(Materials provided Opens)
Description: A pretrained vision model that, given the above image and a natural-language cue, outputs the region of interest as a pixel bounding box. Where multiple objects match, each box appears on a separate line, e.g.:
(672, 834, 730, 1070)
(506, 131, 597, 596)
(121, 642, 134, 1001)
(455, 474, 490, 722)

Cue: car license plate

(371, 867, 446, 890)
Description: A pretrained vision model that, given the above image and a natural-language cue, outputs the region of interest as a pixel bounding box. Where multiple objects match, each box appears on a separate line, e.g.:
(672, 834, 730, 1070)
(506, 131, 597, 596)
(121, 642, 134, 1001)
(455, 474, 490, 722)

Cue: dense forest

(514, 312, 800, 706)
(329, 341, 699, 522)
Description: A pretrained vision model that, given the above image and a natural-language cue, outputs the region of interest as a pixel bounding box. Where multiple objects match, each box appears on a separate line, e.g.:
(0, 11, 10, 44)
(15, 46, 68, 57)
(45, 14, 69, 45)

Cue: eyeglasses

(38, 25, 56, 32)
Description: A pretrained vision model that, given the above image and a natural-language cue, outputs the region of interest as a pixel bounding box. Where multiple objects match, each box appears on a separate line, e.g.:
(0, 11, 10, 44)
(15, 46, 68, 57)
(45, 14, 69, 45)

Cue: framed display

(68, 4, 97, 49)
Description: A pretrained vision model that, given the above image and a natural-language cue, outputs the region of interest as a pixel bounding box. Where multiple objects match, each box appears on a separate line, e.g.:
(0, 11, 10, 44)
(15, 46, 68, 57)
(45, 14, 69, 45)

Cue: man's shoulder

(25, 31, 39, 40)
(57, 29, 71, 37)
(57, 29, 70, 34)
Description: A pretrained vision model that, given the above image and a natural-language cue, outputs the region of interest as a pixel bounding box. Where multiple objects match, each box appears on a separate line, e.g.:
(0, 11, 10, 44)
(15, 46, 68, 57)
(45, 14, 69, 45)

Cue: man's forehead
(Materials provided Closes)
*Exercise requirements*. Write out the full listing without altering anything.

*Completed task*.
Description: A pretrained vision model that, given the above image and a natural-language cue, outputs the region of interest as a pixel bounding box. Where multiple objects match, each box appears on a separate line, e.g.:
(672, 834, 730, 1070)
(506, 131, 597, 596)
(121, 642, 134, 1001)
(455, 474, 490, 722)

Cue: car license plate

(371, 867, 446, 890)
Description: A pretrained vision model that, given the above image and a natural-language cue, outputs the region of interest as a pixel bounding box. Where multiple objects match, each box appears on a separate line, e.g.:
(672, 834, 730, 1070)
(506, 131, 597, 596)
(121, 642, 134, 1001)
(455, 474, 490, 722)

Cue: dense forest

(514, 312, 800, 706)
(329, 341, 699, 522)
Description: A pretrained vision model that, given the above image and a natural-language cue, outputs the region of interest as a pixel bounding box. Where multiple objects match, each box appears on a separate line, e.g.:
(0, 11, 10, 44)
(15, 46, 68, 57)
(45, 14, 69, 45)

Cue: eyeglasses

(38, 25, 56, 32)
Description: A pretrained vision model that, given the above image and a natural-language cue, outputs the region of interest as a pixel bounding box. Where multiple objects match, each box appears on a separate line, e.g.:
(0, 11, 10, 44)
(15, 46, 68, 57)
(45, 14, 69, 45)

Cue: framed display

(68, 4, 97, 49)
Description: A pretrained vision model that, given the above image and a natural-language cue, outputs the region of interest as a pixel bounding box. Where multiple objects match, each box appears on a separate line, e.g.:
(0, 11, 10, 44)
(15, 46, 68, 57)
(45, 14, 69, 45)

Cue: man's shoulder

(25, 31, 39, 40)
(57, 29, 71, 37)
(57, 29, 70, 34)
Description: A pretrained vision model that, given the above image and a natural-language cue, outputs the region of interest as a pixel bounding box. Where multiple objects match, each box appears on a separate line, e.g.:
(0, 11, 10, 44)
(15, 46, 68, 57)
(45, 14, 69, 45)

Cue: man's forehead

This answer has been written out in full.